[Point localization data]

____________

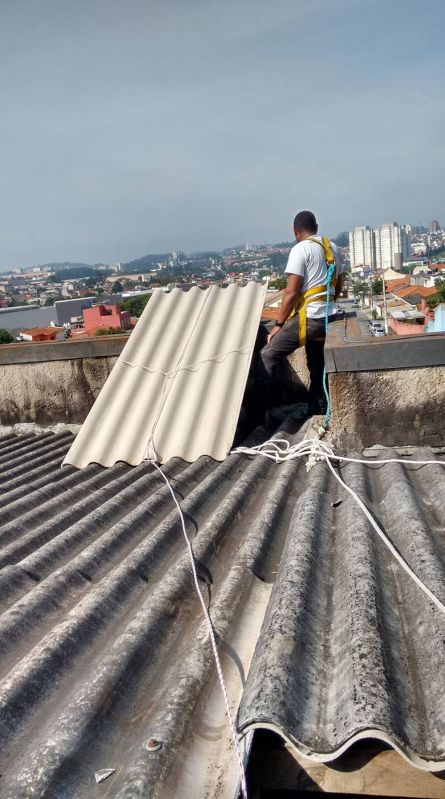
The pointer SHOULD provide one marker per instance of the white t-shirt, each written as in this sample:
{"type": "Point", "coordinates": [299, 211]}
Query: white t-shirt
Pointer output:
{"type": "Point", "coordinates": [306, 258]}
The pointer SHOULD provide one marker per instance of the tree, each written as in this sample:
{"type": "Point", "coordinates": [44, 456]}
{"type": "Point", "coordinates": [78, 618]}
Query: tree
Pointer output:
{"type": "Point", "coordinates": [5, 337]}
{"type": "Point", "coordinates": [360, 289]}
{"type": "Point", "coordinates": [136, 305]}
{"type": "Point", "coordinates": [439, 296]}
{"type": "Point", "coordinates": [278, 284]}
{"type": "Point", "coordinates": [342, 239]}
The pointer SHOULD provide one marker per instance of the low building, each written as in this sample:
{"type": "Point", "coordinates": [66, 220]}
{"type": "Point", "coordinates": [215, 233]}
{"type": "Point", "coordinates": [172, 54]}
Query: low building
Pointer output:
{"type": "Point", "coordinates": [105, 316]}
{"type": "Point", "coordinates": [437, 323]}
{"type": "Point", "coordinates": [49, 333]}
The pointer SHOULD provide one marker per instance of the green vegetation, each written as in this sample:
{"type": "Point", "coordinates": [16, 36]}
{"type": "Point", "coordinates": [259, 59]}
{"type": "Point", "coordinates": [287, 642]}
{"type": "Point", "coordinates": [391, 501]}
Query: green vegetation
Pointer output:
{"type": "Point", "coordinates": [377, 286]}
{"type": "Point", "coordinates": [108, 331]}
{"type": "Point", "coordinates": [135, 305]}
{"type": "Point", "coordinates": [5, 337]}
{"type": "Point", "coordinates": [342, 239]}
{"type": "Point", "coordinates": [278, 284]}
{"type": "Point", "coordinates": [439, 296]}
{"type": "Point", "coordinates": [360, 289]}
{"type": "Point", "coordinates": [277, 260]}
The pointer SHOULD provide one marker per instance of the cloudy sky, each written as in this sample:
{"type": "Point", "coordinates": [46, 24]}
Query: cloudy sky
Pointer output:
{"type": "Point", "coordinates": [135, 126]}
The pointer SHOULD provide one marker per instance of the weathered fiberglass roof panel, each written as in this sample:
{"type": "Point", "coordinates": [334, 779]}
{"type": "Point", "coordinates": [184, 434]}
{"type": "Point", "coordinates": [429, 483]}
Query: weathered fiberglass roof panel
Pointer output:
{"type": "Point", "coordinates": [177, 387]}
{"type": "Point", "coordinates": [322, 636]}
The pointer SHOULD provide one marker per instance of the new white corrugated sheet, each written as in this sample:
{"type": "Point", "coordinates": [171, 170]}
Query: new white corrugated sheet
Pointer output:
{"type": "Point", "coordinates": [177, 387]}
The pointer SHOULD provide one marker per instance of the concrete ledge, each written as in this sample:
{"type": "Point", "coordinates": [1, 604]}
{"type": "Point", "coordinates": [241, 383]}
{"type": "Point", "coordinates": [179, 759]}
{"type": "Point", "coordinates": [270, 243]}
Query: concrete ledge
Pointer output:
{"type": "Point", "coordinates": [394, 408]}
{"type": "Point", "coordinates": [410, 353]}
{"type": "Point", "coordinates": [95, 347]}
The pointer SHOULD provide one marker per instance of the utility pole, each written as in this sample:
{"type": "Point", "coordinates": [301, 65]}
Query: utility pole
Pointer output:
{"type": "Point", "coordinates": [385, 310]}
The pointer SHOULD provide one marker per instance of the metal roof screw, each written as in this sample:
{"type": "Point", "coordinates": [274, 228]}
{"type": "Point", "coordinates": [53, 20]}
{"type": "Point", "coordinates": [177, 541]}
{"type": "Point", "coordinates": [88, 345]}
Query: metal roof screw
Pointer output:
{"type": "Point", "coordinates": [153, 744]}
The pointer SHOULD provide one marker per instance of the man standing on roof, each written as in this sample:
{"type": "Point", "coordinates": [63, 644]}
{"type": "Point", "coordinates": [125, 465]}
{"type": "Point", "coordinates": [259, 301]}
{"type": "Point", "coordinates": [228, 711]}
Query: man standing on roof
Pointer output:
{"type": "Point", "coordinates": [301, 317]}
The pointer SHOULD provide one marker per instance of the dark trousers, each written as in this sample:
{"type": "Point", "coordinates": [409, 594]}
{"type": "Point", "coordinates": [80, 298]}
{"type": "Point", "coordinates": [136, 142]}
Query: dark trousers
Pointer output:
{"type": "Point", "coordinates": [287, 341]}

____________

→ WORK INSTRUCTIONS: Copy out the records exactly; the pictures stay behind.

→ RESPONSE TO THE EXERCISE:
The pointer SHOULD provide one marker per instance of the white t-shirt, each written as in this sample:
{"type": "Point", "coordinates": [299, 211]}
Query: white t-shirt
Pointer output:
{"type": "Point", "coordinates": [306, 258]}
The pointer SHOULD provide one marker per instance of the tree, each written as in this sample:
{"type": "Point", "coordinates": [44, 456]}
{"type": "Point", "coordinates": [78, 618]}
Query: tree
Pointer output:
{"type": "Point", "coordinates": [5, 337]}
{"type": "Point", "coordinates": [360, 289]}
{"type": "Point", "coordinates": [136, 305]}
{"type": "Point", "coordinates": [439, 296]}
{"type": "Point", "coordinates": [278, 284]}
{"type": "Point", "coordinates": [342, 239]}
The pointer SHOULD provide one marker per instance of the low building, each written as in this sample:
{"type": "Point", "coordinates": [66, 220]}
{"type": "Point", "coordinates": [215, 233]}
{"type": "Point", "coordinates": [172, 54]}
Query: low building
Pointer output:
{"type": "Point", "coordinates": [105, 316]}
{"type": "Point", "coordinates": [437, 323]}
{"type": "Point", "coordinates": [49, 333]}
The pointer SHOULD provide one marker per instance of the green vegetation, each written as in this sample:
{"type": "Point", "coordinates": [16, 36]}
{"type": "Point", "coordinates": [259, 59]}
{"type": "Point", "coordinates": [287, 642]}
{"type": "Point", "coordinates": [391, 501]}
Query: green vegetation
Pointer output:
{"type": "Point", "coordinates": [377, 286]}
{"type": "Point", "coordinates": [108, 331]}
{"type": "Point", "coordinates": [135, 305]}
{"type": "Point", "coordinates": [5, 337]}
{"type": "Point", "coordinates": [342, 239]}
{"type": "Point", "coordinates": [278, 284]}
{"type": "Point", "coordinates": [439, 296]}
{"type": "Point", "coordinates": [360, 289]}
{"type": "Point", "coordinates": [277, 260]}
The pointer SHOULD provide one marker per instance of the cloudy sky, each written as in this sample:
{"type": "Point", "coordinates": [46, 24]}
Query: cloudy sky
Pointer output:
{"type": "Point", "coordinates": [135, 126]}
The pointer SHOULD provide one marker per instance of the weathered fiberglass roof panel, each written as in this sample:
{"type": "Point", "coordinates": [334, 779]}
{"type": "Point", "coordinates": [184, 434]}
{"type": "Point", "coordinates": [429, 483]}
Query: weathered fiberglass roof panel
Pointer output:
{"type": "Point", "coordinates": [177, 387]}
{"type": "Point", "coordinates": [322, 636]}
The pointer SHOULD provide one marker per instance of the new white corrugated sheet, each written as in this sample:
{"type": "Point", "coordinates": [171, 170]}
Query: new white corrugated sheet
Pointer output:
{"type": "Point", "coordinates": [177, 387]}
The pointer SHOULD provide one marker per instance of the concrete ledge, each written as in this sample:
{"type": "Point", "coordinates": [1, 604]}
{"type": "Point", "coordinates": [241, 383]}
{"type": "Point", "coordinates": [179, 759]}
{"type": "Point", "coordinates": [270, 243]}
Query: concrete ledge
Pointer output:
{"type": "Point", "coordinates": [394, 408]}
{"type": "Point", "coordinates": [410, 353]}
{"type": "Point", "coordinates": [95, 347]}
The pointer SHOULD provide one marker per instance of the utility pole, each written as in this sample:
{"type": "Point", "coordinates": [301, 65]}
Query: utility pole
Pointer output:
{"type": "Point", "coordinates": [385, 310]}
The pointer SHOULD provide one marker per instance of the metal roof screw, each written as in this sample:
{"type": "Point", "coordinates": [274, 228]}
{"type": "Point", "coordinates": [53, 20]}
{"type": "Point", "coordinates": [177, 541]}
{"type": "Point", "coordinates": [88, 345]}
Query: metal roof screw
Pointer output:
{"type": "Point", "coordinates": [153, 744]}
The pointer SHOULD provide one marker per instance of the man standing on roof, each written as in this sample:
{"type": "Point", "coordinates": [63, 644]}
{"type": "Point", "coordinates": [125, 465]}
{"type": "Point", "coordinates": [259, 301]}
{"type": "Point", "coordinates": [228, 711]}
Query: man standing on roof
Pointer output:
{"type": "Point", "coordinates": [301, 317]}
The pointer SHOULD provide one marker per instance of the dark trousers, each written as in this sample:
{"type": "Point", "coordinates": [409, 594]}
{"type": "Point", "coordinates": [80, 298]}
{"type": "Point", "coordinates": [136, 142]}
Query: dark trousers
Pointer output:
{"type": "Point", "coordinates": [287, 341]}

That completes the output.